**Document segment:**
☆ ☆ ☆ ☆ ☆
Most CPUs have operators for register-based count-down loops
that are blazingly fast.
If they can be used within Forth-based loop constructs
I would expect a greater speed increase than what you measured.
In that old fig-Forth it's rather short and simple:
sqHeader '(LOOP)'
XLOOP dw $ + 2
mov BX,1
XLOO1: add [BP],BX
mov AX,[BP]
sub AX,[BP+2]
xor AX,BX
js BRAN1
add BP,4
inc SI
inc SI
jmp NEXT
It doesn't look that bad. Can it be
done even shorter?
My optimiser looks into the combination of DO and LOOP,
transfers the returns stack into registers after inlining
everything. It is near vfx performance.
All experimental, but yes there is much to be gained.
Must be tricky to do UNLOOP in a register-based loop. ;-)
Here are the code generators for VFX x64 LOOP and UNLOOP.
All the complexity is in the DO and ?DO code.
☆ ☆ ☆ ☆ ☆
**Exercise 1:**
Pick out each row below that contains the string "wooden", paying attention to case.
The forum excerpt and the rows come from two unrelated sources.

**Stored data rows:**
☆ ☆ ☆ ☆ ☆
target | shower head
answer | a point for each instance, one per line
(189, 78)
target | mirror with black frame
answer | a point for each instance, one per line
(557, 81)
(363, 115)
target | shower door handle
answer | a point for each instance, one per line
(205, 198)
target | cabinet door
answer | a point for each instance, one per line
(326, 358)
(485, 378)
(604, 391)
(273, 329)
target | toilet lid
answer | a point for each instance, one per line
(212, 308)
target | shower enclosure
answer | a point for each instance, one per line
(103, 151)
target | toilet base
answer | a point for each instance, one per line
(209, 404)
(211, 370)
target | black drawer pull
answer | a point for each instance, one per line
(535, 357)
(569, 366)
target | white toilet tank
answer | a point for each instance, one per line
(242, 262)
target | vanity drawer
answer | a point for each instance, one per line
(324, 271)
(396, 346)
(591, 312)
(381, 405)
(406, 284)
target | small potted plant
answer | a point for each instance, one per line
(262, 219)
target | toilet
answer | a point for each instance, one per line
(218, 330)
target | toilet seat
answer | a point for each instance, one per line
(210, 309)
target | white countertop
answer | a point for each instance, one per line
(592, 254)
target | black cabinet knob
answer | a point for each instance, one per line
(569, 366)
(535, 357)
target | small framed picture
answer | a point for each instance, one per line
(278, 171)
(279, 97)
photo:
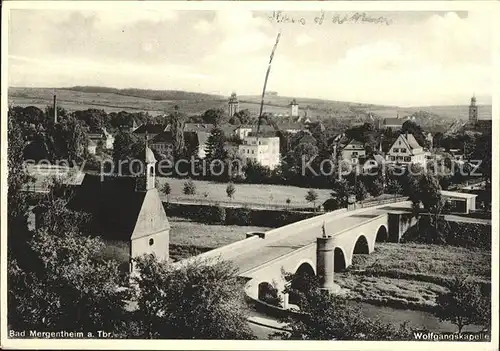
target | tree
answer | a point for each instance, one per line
(361, 192)
(198, 300)
(394, 187)
(17, 201)
(67, 140)
(166, 189)
(177, 130)
(341, 192)
(312, 196)
(243, 116)
(230, 190)
(189, 188)
(92, 117)
(464, 304)
(325, 316)
(214, 116)
(70, 288)
(126, 147)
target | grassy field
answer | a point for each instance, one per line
(251, 193)
(187, 239)
(188, 233)
(411, 275)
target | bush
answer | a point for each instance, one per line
(189, 188)
(239, 216)
(218, 214)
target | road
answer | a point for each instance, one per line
(272, 249)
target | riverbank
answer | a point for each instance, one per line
(411, 276)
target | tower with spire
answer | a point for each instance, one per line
(473, 110)
(294, 108)
(233, 104)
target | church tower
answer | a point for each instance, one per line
(147, 180)
(294, 106)
(473, 110)
(150, 167)
(233, 105)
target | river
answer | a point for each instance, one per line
(415, 319)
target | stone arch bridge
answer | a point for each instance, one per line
(320, 245)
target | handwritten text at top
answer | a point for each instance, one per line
(324, 18)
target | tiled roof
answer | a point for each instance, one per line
(198, 127)
(394, 121)
(412, 142)
(115, 207)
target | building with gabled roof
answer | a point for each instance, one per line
(353, 151)
(126, 209)
(151, 129)
(406, 150)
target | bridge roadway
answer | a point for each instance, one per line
(272, 248)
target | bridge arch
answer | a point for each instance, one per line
(382, 234)
(339, 260)
(268, 293)
(361, 246)
(301, 282)
(305, 265)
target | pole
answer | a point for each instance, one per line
(265, 83)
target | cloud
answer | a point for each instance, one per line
(303, 39)
(429, 59)
(120, 17)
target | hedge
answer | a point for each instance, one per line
(243, 216)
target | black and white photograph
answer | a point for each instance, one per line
(247, 175)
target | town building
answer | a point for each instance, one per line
(460, 202)
(430, 139)
(42, 175)
(127, 209)
(163, 143)
(233, 105)
(353, 151)
(262, 150)
(198, 127)
(92, 147)
(242, 131)
(473, 110)
(102, 138)
(406, 150)
(294, 108)
(397, 123)
(151, 129)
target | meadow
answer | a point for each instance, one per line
(264, 194)
(411, 275)
(135, 100)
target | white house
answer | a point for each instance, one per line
(353, 151)
(406, 150)
(263, 150)
(242, 131)
(92, 147)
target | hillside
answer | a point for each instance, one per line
(157, 102)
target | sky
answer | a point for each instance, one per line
(408, 59)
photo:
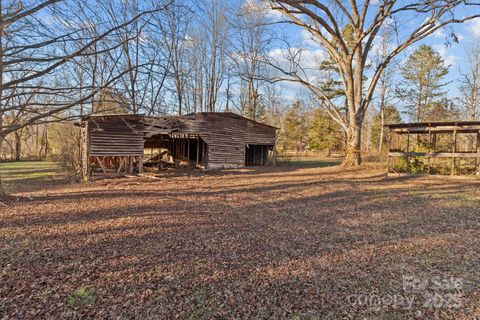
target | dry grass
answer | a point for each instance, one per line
(266, 243)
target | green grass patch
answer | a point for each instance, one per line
(21, 175)
(23, 170)
(320, 163)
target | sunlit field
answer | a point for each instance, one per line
(290, 242)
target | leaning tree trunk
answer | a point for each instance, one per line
(18, 147)
(353, 156)
(3, 194)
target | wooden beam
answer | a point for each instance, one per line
(198, 151)
(434, 154)
(478, 152)
(100, 162)
(140, 164)
(430, 150)
(454, 151)
(408, 149)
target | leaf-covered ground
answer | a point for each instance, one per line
(265, 243)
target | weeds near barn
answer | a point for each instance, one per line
(275, 242)
(81, 296)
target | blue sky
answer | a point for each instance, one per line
(454, 54)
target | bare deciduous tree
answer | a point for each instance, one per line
(327, 21)
(40, 41)
(470, 84)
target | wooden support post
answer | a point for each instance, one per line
(198, 151)
(408, 149)
(478, 153)
(140, 164)
(429, 150)
(454, 150)
(100, 162)
(188, 149)
(261, 155)
(120, 165)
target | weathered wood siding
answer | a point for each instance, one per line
(115, 136)
(227, 135)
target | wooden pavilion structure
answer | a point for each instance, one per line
(115, 145)
(444, 148)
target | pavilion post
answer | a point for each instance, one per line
(408, 149)
(429, 150)
(454, 151)
(478, 152)
(198, 150)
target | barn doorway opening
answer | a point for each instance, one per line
(165, 150)
(257, 155)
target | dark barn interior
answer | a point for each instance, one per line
(115, 145)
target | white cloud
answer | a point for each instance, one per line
(474, 27)
(440, 33)
(449, 59)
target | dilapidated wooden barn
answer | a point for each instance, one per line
(118, 144)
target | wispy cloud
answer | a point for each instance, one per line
(449, 58)
(474, 27)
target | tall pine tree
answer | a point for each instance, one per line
(423, 82)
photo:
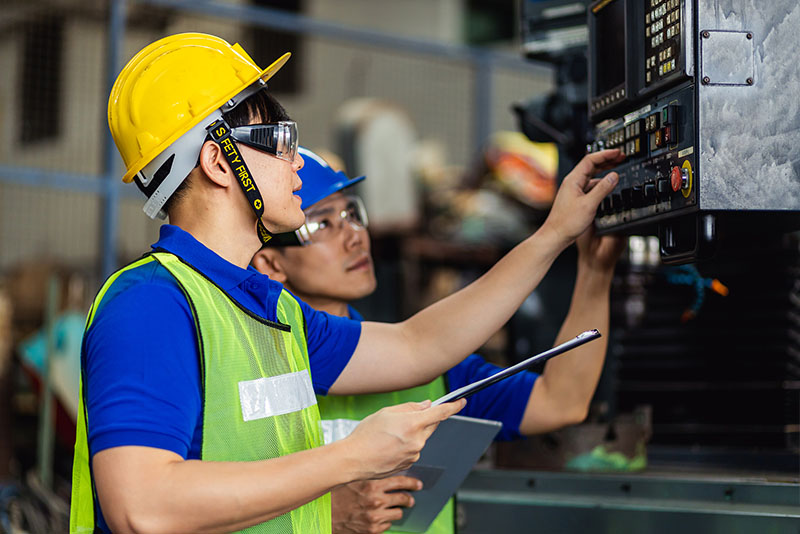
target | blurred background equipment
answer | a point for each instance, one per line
(696, 422)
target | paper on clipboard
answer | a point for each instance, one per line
(473, 388)
(445, 461)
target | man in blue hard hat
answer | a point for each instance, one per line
(332, 266)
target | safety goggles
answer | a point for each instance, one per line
(326, 222)
(276, 138)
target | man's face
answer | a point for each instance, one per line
(278, 182)
(337, 266)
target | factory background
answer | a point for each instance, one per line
(701, 386)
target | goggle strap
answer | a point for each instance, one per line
(220, 133)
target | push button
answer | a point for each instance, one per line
(616, 202)
(649, 193)
(626, 198)
(678, 178)
(607, 205)
(663, 189)
(637, 196)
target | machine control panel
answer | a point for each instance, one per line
(656, 177)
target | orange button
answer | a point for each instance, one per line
(676, 179)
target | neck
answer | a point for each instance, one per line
(227, 235)
(328, 305)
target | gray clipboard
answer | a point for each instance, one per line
(445, 461)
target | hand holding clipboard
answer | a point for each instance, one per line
(473, 388)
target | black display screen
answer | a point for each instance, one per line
(609, 43)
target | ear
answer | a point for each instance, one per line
(214, 164)
(269, 261)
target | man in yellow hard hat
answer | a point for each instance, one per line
(328, 264)
(198, 374)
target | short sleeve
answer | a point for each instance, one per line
(505, 401)
(332, 340)
(142, 376)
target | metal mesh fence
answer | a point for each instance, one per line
(53, 95)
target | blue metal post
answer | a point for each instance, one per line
(482, 104)
(110, 211)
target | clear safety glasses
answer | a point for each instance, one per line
(325, 222)
(276, 138)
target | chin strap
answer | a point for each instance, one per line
(220, 133)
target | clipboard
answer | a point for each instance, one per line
(475, 387)
(445, 461)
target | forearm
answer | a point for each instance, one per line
(572, 377)
(156, 491)
(438, 337)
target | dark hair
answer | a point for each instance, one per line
(258, 107)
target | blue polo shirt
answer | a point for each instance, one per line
(505, 401)
(142, 377)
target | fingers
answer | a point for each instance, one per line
(398, 483)
(399, 498)
(603, 187)
(594, 162)
(443, 411)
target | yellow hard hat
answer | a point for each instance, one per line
(170, 86)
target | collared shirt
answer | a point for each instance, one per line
(141, 355)
(505, 401)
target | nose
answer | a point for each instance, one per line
(353, 234)
(298, 163)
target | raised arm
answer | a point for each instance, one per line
(561, 396)
(396, 356)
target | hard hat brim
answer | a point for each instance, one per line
(264, 75)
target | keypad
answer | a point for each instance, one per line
(662, 38)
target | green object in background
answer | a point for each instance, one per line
(600, 459)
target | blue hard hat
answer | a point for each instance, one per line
(319, 179)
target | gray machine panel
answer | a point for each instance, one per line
(749, 135)
(734, 144)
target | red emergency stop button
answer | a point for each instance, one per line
(676, 178)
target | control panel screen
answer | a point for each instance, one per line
(610, 41)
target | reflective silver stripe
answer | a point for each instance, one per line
(336, 429)
(277, 395)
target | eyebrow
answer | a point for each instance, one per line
(321, 211)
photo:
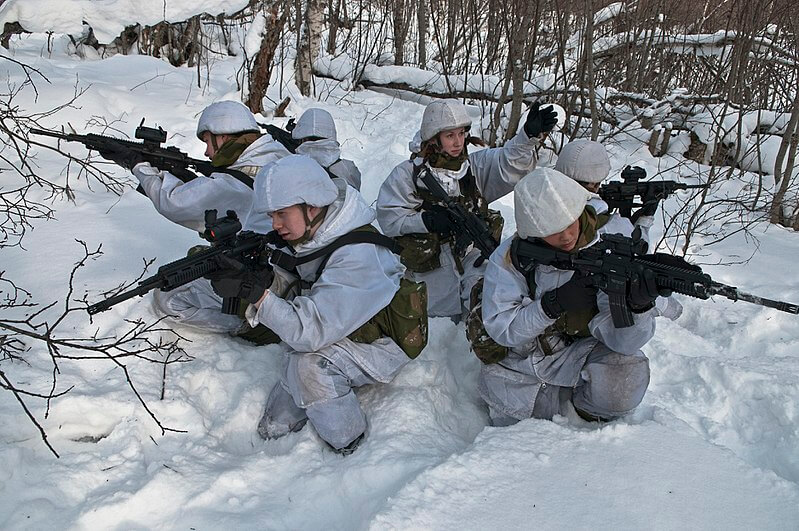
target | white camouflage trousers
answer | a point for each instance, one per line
(318, 386)
(603, 384)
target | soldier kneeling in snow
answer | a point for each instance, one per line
(356, 320)
(317, 132)
(560, 344)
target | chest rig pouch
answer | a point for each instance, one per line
(569, 327)
(404, 319)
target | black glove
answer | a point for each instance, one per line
(540, 120)
(123, 156)
(576, 294)
(462, 242)
(642, 292)
(649, 209)
(234, 279)
(438, 220)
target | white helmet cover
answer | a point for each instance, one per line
(315, 122)
(547, 202)
(441, 115)
(226, 118)
(584, 160)
(293, 180)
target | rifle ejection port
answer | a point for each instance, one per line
(150, 134)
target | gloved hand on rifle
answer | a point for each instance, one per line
(122, 156)
(234, 279)
(438, 220)
(576, 294)
(540, 120)
(649, 209)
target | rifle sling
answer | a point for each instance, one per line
(359, 235)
☆ ☆ ☆ ☆ ☆
**Exercise 2:**
According to the forum excerpt above, where is all the complexity in the VFX x64 code generators?

**Result 1:**
target | wooden beam
target | wooden support post
target | wooden pavilion structure
target | dilapidated wooden barn

**Result 2:**
In the DO and ?DO code.